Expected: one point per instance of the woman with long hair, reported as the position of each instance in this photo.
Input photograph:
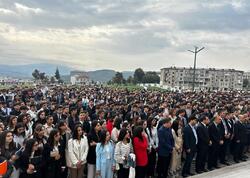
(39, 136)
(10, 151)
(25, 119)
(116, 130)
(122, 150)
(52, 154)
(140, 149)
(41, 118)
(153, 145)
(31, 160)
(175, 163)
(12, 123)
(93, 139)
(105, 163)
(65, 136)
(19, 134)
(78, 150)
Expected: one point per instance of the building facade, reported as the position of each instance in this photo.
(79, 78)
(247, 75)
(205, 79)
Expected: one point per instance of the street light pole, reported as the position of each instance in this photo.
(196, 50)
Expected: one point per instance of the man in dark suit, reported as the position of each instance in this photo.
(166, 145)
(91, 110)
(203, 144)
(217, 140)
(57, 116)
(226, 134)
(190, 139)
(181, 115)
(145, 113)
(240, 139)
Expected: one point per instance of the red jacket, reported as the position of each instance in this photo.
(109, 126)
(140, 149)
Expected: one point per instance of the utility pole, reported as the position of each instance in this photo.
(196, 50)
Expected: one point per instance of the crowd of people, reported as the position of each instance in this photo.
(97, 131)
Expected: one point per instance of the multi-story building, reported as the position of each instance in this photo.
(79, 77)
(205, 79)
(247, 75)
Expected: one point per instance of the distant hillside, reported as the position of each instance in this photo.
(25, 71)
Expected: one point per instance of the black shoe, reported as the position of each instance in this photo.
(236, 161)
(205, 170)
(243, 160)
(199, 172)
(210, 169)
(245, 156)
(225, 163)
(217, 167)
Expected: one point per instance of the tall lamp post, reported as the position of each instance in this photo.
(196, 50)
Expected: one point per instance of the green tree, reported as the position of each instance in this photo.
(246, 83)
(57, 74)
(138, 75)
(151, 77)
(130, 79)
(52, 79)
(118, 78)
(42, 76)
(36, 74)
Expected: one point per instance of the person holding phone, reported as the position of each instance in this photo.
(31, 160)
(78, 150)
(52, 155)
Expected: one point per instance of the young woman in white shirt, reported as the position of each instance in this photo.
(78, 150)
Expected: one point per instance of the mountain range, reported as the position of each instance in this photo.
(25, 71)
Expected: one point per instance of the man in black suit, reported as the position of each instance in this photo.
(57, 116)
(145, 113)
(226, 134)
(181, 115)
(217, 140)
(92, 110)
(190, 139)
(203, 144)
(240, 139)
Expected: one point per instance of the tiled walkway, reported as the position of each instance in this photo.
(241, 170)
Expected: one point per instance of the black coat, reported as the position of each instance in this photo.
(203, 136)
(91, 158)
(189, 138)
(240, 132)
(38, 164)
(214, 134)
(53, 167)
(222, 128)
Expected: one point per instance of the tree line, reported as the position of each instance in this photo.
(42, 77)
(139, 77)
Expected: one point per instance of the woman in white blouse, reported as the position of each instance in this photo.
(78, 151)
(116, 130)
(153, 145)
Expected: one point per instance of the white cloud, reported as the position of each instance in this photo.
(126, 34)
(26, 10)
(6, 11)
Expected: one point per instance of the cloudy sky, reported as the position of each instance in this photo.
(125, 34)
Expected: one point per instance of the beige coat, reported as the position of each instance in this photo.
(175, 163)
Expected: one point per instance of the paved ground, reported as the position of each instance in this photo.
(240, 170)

···

**GIVEN PROBLEM**
Rewrite the lines from the one containing "Expected: one point per instance of the cloudy" through the end of the entries, swapping "beige coat" for "tan coat" and keeping everything else unchanged.

**ANSWER FOR THIS EXERCISE**
Expected: one point per instance of the cloudy sky, reported as the position of each instance in this photo.
(125, 34)
Expected: one point per instance of the tan coat, reported as the position of each instance in this photo.
(175, 163)
Expected: one point per instance of the paved ground, reported as the position of each instance in this photo.
(240, 170)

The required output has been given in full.